97th ESA Annual Meeting (August 5 -- 10, 2012)

PS 108-229 - Coordinating flowering and germination across seasonal environments: linked process-based models predict genotype and environment specific life history expression

Friday, August 10, 2012
Exhibit Hall, Oregon Convention Center
Liana T. Burghardt, Biology Department, Duke University, Durham, NC, Amity Wilczek, Deep Springs College, CA, Jessica Metcalf, Zoology, Oxford University, Oxford, United Kingdom, Susan E. Meyer, Shrub Sciences Laboratory, USDA Forest Service, Rocky Mountain Research Station, Provo, UT, Kathleen Donohue, Department of Biology, Duke University, Durham, NC and Johanna Schmitt, Center for Population Biology, University of California, Davis, Davis, CA
Background/Question/Methods

Plants in seasonal environments must be able to time developmental transitions to avoid mortality risk and maximize fecundity. Accordingly, plants are very responsive to seasonal environmental variables such as temperature, moisture, and photoperiod that are predictive of future conditions. In the model plant A. thaliana, environmental variables combine to shape timing of flowering in a way that is well understood and highlights the importance of germination timing in determining flowering time. However, we know almost nothing about how these two timing mechanisms systematically interact in an environmental context to determine plant life-history expression and population dynamics. Germination timing has been successfully modeled by agronomists via an environment-driven framework similar to the photo-thermal model used to predict A. thaliana flowering behavior. Each of these frameworks can accommodate genotypic differences in response, but existing germination models explicitly incorporate variation in dormancy level within cohorts of genetically identical seeds allowing variation in germination timing within a seed cohort (widely observed empirically). Here we integrate these models to explore coordination of flowering timing and germination timing in four locations across the A. thaliana European range.

INFORMATION GIVEN —
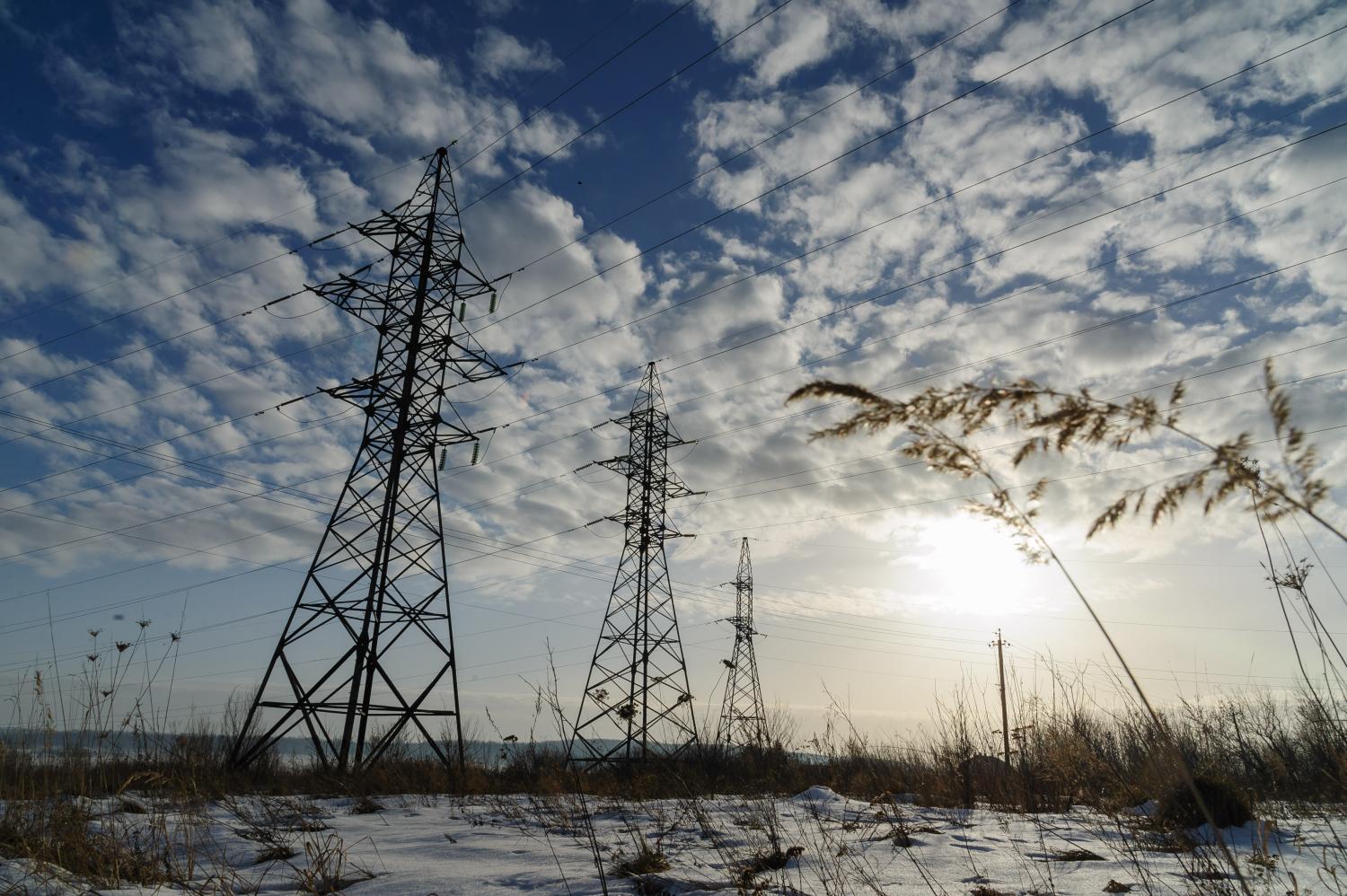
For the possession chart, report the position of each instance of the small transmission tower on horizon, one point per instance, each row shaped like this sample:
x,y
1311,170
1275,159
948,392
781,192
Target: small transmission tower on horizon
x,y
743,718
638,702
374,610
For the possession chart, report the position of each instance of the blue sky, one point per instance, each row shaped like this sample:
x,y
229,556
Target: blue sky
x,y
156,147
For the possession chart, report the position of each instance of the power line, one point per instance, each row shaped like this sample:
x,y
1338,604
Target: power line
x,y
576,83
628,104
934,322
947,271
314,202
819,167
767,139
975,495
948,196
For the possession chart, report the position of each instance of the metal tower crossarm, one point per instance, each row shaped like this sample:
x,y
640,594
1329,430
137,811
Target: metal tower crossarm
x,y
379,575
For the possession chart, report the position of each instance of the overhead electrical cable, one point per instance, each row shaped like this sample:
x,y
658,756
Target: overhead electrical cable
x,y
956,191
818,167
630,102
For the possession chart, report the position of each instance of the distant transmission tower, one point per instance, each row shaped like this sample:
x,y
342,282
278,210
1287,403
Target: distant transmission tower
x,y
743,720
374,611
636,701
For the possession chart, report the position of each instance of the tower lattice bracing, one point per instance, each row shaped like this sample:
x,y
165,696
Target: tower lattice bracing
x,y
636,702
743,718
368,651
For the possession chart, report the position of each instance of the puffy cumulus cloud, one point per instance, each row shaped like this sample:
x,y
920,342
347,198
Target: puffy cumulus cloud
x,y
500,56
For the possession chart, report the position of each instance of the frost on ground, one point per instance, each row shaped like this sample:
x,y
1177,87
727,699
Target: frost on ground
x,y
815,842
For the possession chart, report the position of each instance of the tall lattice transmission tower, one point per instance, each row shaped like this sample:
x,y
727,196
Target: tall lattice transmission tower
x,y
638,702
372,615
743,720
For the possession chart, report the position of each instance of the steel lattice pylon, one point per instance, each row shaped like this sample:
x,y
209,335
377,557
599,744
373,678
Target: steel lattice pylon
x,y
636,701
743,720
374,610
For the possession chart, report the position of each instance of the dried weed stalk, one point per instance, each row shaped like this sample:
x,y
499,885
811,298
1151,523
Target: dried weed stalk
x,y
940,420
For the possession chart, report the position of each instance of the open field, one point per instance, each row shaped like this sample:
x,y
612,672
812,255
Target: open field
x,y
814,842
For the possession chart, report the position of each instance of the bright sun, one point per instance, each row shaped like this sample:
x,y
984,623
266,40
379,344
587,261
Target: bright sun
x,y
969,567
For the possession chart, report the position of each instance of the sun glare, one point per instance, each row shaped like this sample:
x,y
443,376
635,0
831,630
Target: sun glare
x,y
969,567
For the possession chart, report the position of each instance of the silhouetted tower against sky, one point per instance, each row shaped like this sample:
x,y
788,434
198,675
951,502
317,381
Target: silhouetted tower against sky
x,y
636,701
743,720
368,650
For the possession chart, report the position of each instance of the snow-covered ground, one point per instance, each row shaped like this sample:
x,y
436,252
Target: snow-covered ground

PROMPT A —
List the names of all the authors given in the abstract.
PROMPT B —
Answer these questions from the abstract, one line each:
(i) On what day and date was the poster presented?
(ii) In which hall and venue was it shown?
(iii) In how many locations across the A. thaliana European range were flowering and germination timing explored?
PROMPT C —
Carry the abstract on past its final sentence with the section that comes next.

ANSWER AREA A —
Liana T. Burghardt
Amity Wilczek
Jessica Metcalf
Susan E. Meyer
Kathleen Donohue
Johanna Schmitt

ANSWER AREA B —
(i) Friday, August 10, 2012
(ii) Exhibit Hall, Oregon Convention Center
(iii) Four

ANSWER AREA C —
Results/Conclusions

In this coordinated life cycle model, local environmental conditions shape clear seasonal patterns of germination/flowering/seed dispersal timing. Environments at the southern and northern edge of the species range allow for fewer generations in a year but for disparate reasons e.g. poor conditions for germination vs. longer vegetative life cycle and less time for dormancy loss. We demonstrate that even small variation in dormancy level within a seed set can create wide variation in life-cycle expression and that changes in dormancy level have much larger effects on average life cycle length than changes in initial floral repression. Further with our simple environmentally driven equations we can recreate three empirically observed life history patterns in A. thaliana 1. a southern to northern cline in dormancy level, 2. a switch to perenniality via seed banking in northern populations, and 3. the possibility of a "rapid cycling" life history in the central portion of A. thaliana's native range but not at the edges. We also generate novel hypotheses for how changes in dormancy and flowering behavior will interact to define life-cycle in highly divergent environmental conditions. Lastly we emphasize that while we are using a widely studied plant for our analysis, the linking of mechanistic, environmentally driven phenology models should be generally useful across a diversity of species for many applications.